• _Text for analysis_:

* * * * * * * * *

With each new Android release, Google adds more security features to harden Android. Two security features in Android 4.4 KitKat are particularly notable because they are Linux kernel developments. Security-enhanced Linux (SELinux) policies are fully enabled in KitKat, and dm-verity was added. Both features improve the integrity and trust of the Android operating system.
This builds on Google's earlier work to tighten Android’s defenses against attackers, such as full-disk encryption (dm-crypt) added to Android 3.x and Address Space Layout Randomization added in Android 4.1.
SELinux policies that were first tested in Jelly Bean are fully enabled in KitKat. A policy limits a program’s use of files, privileges, resources and interaction with other apps and libraries. Consider, for example, an exploit that inserts malicious code into one of Android’s system functions that is designed to misappropriate user data and send it via the internet to the perpetrator. If the system function’s use of the internet is not configured as an SELinux policy, the exploit might run, but it will fail without internet access.
Dm-verity is an important feature because, if implemented by the OEM, it will verify the integrity of the Android operating system that was loaded. This verified boot is a concatenated chain of trust that begins with the bootloader. The bootloader is secured to the device with a read-only public key burned into the device by the OEM. Using this key, a ROM-based function also supplied by the OEM will check the digital signature of the bootloader to confirm its integrity from changes or updates by an unauthorized source. The bootloader initiates the Android kernel and an OEM-provided function verifies the integrity of the kernel by comparing the read-only key to the kernel digital signature. The next link in the chain, the root file system, is loaded and its integrity checked by dm-verity, which then checks each Android system component loaded against a set of hashes to verify them. Instead of using one hash for all the system files, a set of generated hashes are used to check them individually in 4K increments to improve performance. If an exception is not encountered, the Android boot is verified. The process is like a trusted friend introducing two other trusted friends in a network of trusted friends until all the friends have been introduced by a trusted friend.
The chain of trust created in each step of the verified boot is not magic. This trust is dependent on people, hardware and software. An enterprise choosing to trust the verified boot has to trust that the OEM’s method for generating and burning the device key is secure, that it has not been divulged to a third party, and that the OEM-supplied methods for checking the integrity of the bootloader and kernel have been implemented properly. Finally, the enterprise needs to trust dm-verify, which is much less of a risk than trusting the integrity check of the boot process up to the point of the kernel load. The kernel that includes dm-verify can be trusted because the source code is published.
To put this in context: last month, Android security chief Adrian Ludwig presented a paper at the Virus Bulletin Conference in Berlin that reported that, in a study of 1.5 billion app installs, malware causes harm or evades runtime defenses in less than 0.001% cases. These are pretty good odds for the average consumer. But when an enterprise’s mobile devices are high-value targets of nation-state espionage or criminal exploits, 0.001% will be too great a risk. KitKat running on an appropriately designed device could be a solution.
The most likely early adopters of the new Android security features are OEMs that build mobile devices for governments and enterprises. The end customers that face significant security risks will pay the added cost to create the chain of trust between manufacturer and end users.
This technology doesn’t make Google a pioneer. Millions of SELinux computers in security-sensitive situations have demonstrated that Google’s approach is feasible. Google is a pioneer, however, in implementing this at the larger scale of mobile devices. The challenge for the enterprise at this early stage will be to identify a hardware OEM that can be trusted end-to-end to design, manufacture and deliver mobile devices without negligently or willfully introducing a broken link in the chain of trust. U.S.-based, Google-owned Motorola would be a good candidate if it chose to supply this type of device.

* * * * * * * * *

• _What you need to do_:
a) In the text on Android 4.4 security, which Android release first added Address Space Layout Randomization?
b) Transcribe the portion of the text on Android 4.4 security between "The most likely" and "type of device.", inclusive.

Saved entries:
* * * * * * * * *

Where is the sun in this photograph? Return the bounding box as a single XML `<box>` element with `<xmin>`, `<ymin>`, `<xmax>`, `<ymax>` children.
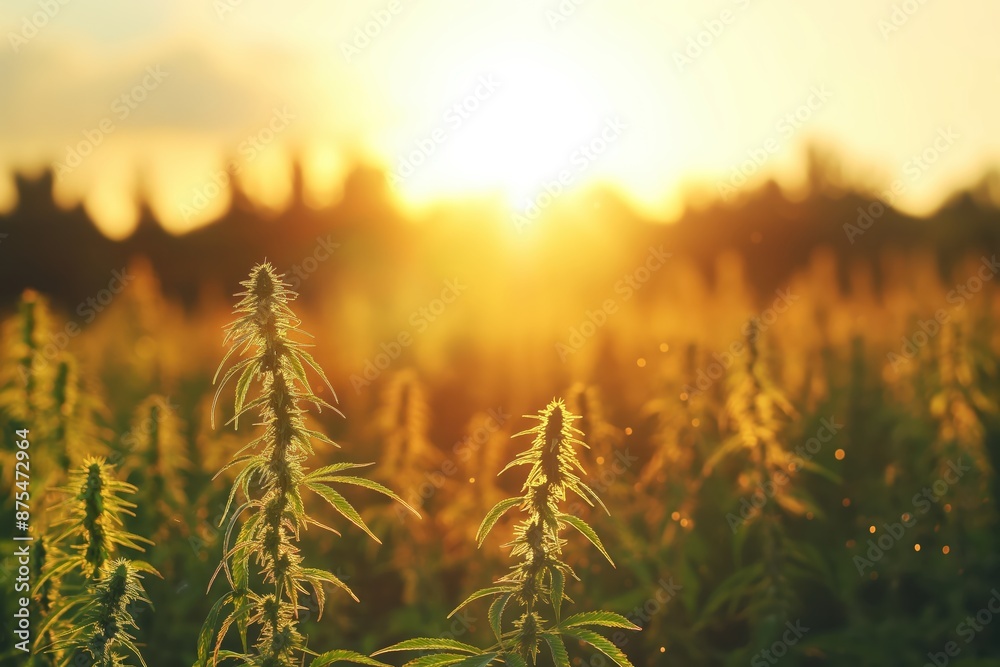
<box><xmin>380</xmin><ymin>45</ymin><xmax>615</xmax><ymax>206</ymax></box>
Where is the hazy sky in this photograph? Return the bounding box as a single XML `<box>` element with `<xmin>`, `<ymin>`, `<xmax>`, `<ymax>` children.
<box><xmin>0</xmin><ymin>0</ymin><xmax>1000</xmax><ymax>235</ymax></box>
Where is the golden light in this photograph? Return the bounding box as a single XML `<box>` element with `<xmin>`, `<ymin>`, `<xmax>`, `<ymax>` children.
<box><xmin>385</xmin><ymin>42</ymin><xmax>622</xmax><ymax>210</ymax></box>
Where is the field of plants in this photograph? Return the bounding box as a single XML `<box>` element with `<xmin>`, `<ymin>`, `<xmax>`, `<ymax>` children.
<box><xmin>0</xmin><ymin>235</ymin><xmax>1000</xmax><ymax>667</ymax></box>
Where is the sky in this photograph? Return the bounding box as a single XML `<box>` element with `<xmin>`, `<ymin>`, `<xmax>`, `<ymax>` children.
<box><xmin>0</xmin><ymin>0</ymin><xmax>1000</xmax><ymax>237</ymax></box>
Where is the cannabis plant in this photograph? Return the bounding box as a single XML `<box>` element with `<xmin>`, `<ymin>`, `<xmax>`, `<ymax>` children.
<box><xmin>375</xmin><ymin>400</ymin><xmax>640</xmax><ymax>667</ymax></box>
<box><xmin>122</xmin><ymin>395</ymin><xmax>190</xmax><ymax>541</ymax></box>
<box><xmin>47</xmin><ymin>558</ymin><xmax>156</xmax><ymax>667</ymax></box>
<box><xmin>703</xmin><ymin>322</ymin><xmax>837</xmax><ymax>646</ymax></box>
<box><xmin>198</xmin><ymin>263</ymin><xmax>416</xmax><ymax>667</ymax></box>
<box><xmin>33</xmin><ymin>457</ymin><xmax>156</xmax><ymax>667</ymax></box>
<box><xmin>36</xmin><ymin>457</ymin><xmax>152</xmax><ymax>586</ymax></box>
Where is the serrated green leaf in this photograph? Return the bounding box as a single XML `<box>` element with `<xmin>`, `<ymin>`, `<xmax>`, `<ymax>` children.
<box><xmin>309</xmin><ymin>649</ymin><xmax>390</xmax><ymax>667</ymax></box>
<box><xmin>455</xmin><ymin>651</ymin><xmax>497</xmax><ymax>667</ymax></box>
<box><xmin>559</xmin><ymin>611</ymin><xmax>642</xmax><ymax>630</ymax></box>
<box><xmin>487</xmin><ymin>593</ymin><xmax>513</xmax><ymax>639</ymax></box>
<box><xmin>372</xmin><ymin>637</ymin><xmax>479</xmax><ymax>655</ymax></box>
<box><xmin>329</xmin><ymin>475</ymin><xmax>420</xmax><ymax>518</ymax></box>
<box><xmin>448</xmin><ymin>586</ymin><xmax>512</xmax><ymax>618</ymax></box>
<box><xmin>559</xmin><ymin>514</ymin><xmax>616</xmax><ymax>567</ymax></box>
<box><xmin>403</xmin><ymin>653</ymin><xmax>465</xmax><ymax>667</ymax></box>
<box><xmin>542</xmin><ymin>632</ymin><xmax>570</xmax><ymax>667</ymax></box>
<box><xmin>305</xmin><ymin>482</ymin><xmax>382</xmax><ymax>544</ymax></box>
<box><xmin>549</xmin><ymin>567</ymin><xmax>566</xmax><ymax>623</ymax></box>
<box><xmin>563</xmin><ymin>628</ymin><xmax>633</xmax><ymax>667</ymax></box>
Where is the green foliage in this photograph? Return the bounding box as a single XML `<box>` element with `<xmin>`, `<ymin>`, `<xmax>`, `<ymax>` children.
<box><xmin>44</xmin><ymin>457</ymin><xmax>152</xmax><ymax>586</ymax></box>
<box><xmin>53</xmin><ymin>558</ymin><xmax>156</xmax><ymax>667</ymax></box>
<box><xmin>375</xmin><ymin>400</ymin><xmax>640</xmax><ymax>667</ymax></box>
<box><xmin>198</xmin><ymin>263</ymin><xmax>416</xmax><ymax>667</ymax></box>
<box><xmin>32</xmin><ymin>457</ymin><xmax>156</xmax><ymax>667</ymax></box>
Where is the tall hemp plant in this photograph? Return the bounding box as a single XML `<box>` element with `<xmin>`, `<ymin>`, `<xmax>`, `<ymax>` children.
<box><xmin>374</xmin><ymin>400</ymin><xmax>641</xmax><ymax>667</ymax></box>
<box><xmin>198</xmin><ymin>263</ymin><xmax>419</xmax><ymax>667</ymax></box>
<box><xmin>33</xmin><ymin>457</ymin><xmax>159</xmax><ymax>667</ymax></box>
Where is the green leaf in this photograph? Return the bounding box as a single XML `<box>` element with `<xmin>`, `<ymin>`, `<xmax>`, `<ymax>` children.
<box><xmin>476</xmin><ymin>498</ymin><xmax>523</xmax><ymax>547</ymax></box>
<box><xmin>326</xmin><ymin>475</ymin><xmax>420</xmax><ymax>518</ymax></box>
<box><xmin>302</xmin><ymin>567</ymin><xmax>360</xmax><ymax>612</ymax></box>
<box><xmin>302</xmin><ymin>463</ymin><xmax>375</xmax><ymax>482</ymax></box>
<box><xmin>455</xmin><ymin>651</ymin><xmax>497</xmax><ymax>667</ymax></box>
<box><xmin>563</xmin><ymin>628</ymin><xmax>633</xmax><ymax>667</ymax></box>
<box><xmin>559</xmin><ymin>611</ymin><xmax>642</xmax><ymax>630</ymax></box>
<box><xmin>403</xmin><ymin>653</ymin><xmax>465</xmax><ymax>667</ymax></box>
<box><xmin>195</xmin><ymin>593</ymin><xmax>232</xmax><ymax>667</ymax></box>
<box><xmin>309</xmin><ymin>649</ymin><xmax>390</xmax><ymax>667</ymax></box>
<box><xmin>549</xmin><ymin>567</ymin><xmax>566</xmax><ymax>623</ymax></box>
<box><xmin>542</xmin><ymin>633</ymin><xmax>570</xmax><ymax>667</ymax></box>
<box><xmin>372</xmin><ymin>637</ymin><xmax>479</xmax><ymax>655</ymax></box>
<box><xmin>235</xmin><ymin>364</ymin><xmax>258</xmax><ymax>427</ymax></box>
<box><xmin>503</xmin><ymin>653</ymin><xmax>528</xmax><ymax>667</ymax></box>
<box><xmin>488</xmin><ymin>593</ymin><xmax>513</xmax><ymax>639</ymax></box>
<box><xmin>305</xmin><ymin>482</ymin><xmax>382</xmax><ymax>544</ymax></box>
<box><xmin>559</xmin><ymin>514</ymin><xmax>615</xmax><ymax>567</ymax></box>
<box><xmin>448</xmin><ymin>586</ymin><xmax>513</xmax><ymax>618</ymax></box>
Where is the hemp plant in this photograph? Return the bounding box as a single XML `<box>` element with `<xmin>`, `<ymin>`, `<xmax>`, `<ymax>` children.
<box><xmin>702</xmin><ymin>320</ymin><xmax>839</xmax><ymax>648</ymax></box>
<box><xmin>54</xmin><ymin>558</ymin><xmax>156</xmax><ymax>667</ymax></box>
<box><xmin>374</xmin><ymin>400</ymin><xmax>641</xmax><ymax>667</ymax></box>
<box><xmin>33</xmin><ymin>457</ymin><xmax>158</xmax><ymax>667</ymax></box>
<box><xmin>198</xmin><ymin>263</ymin><xmax>419</xmax><ymax>667</ymax></box>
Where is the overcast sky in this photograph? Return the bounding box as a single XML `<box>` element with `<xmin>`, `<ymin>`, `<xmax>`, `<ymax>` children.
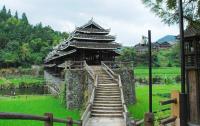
<box><xmin>0</xmin><ymin>0</ymin><xmax>178</xmax><ymax>46</ymax></box>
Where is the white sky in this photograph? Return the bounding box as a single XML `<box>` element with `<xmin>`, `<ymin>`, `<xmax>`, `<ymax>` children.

* * * * * * * * *

• _Problem solutions_:
a) Android 4.1

b)
The most likely early adopters of the new Android security features are OEMs that build mobile devices for governments and enterprises. The end customers that face significant security risks will pay the added cost to create the chain of trust between manufacturer and end users.
This technology doesn’t make Google a pioneer. Millions of SELinux computers in security-sensitive situations have demonstrated that Google’s approach is feasible. Google is a pioneer, however, in implementing this at the larger scale of mobile devices. The challenge for the enterprise at this early stage will be to identify a hardware OEM that can be trusted end-to-end to design, manufacture and deliver mobile devices without negligently or willfully introducing a broken link in the chain of trust. U.S.-based, Google-owned Motorola would be a good candidate if it chose to supply this type of device.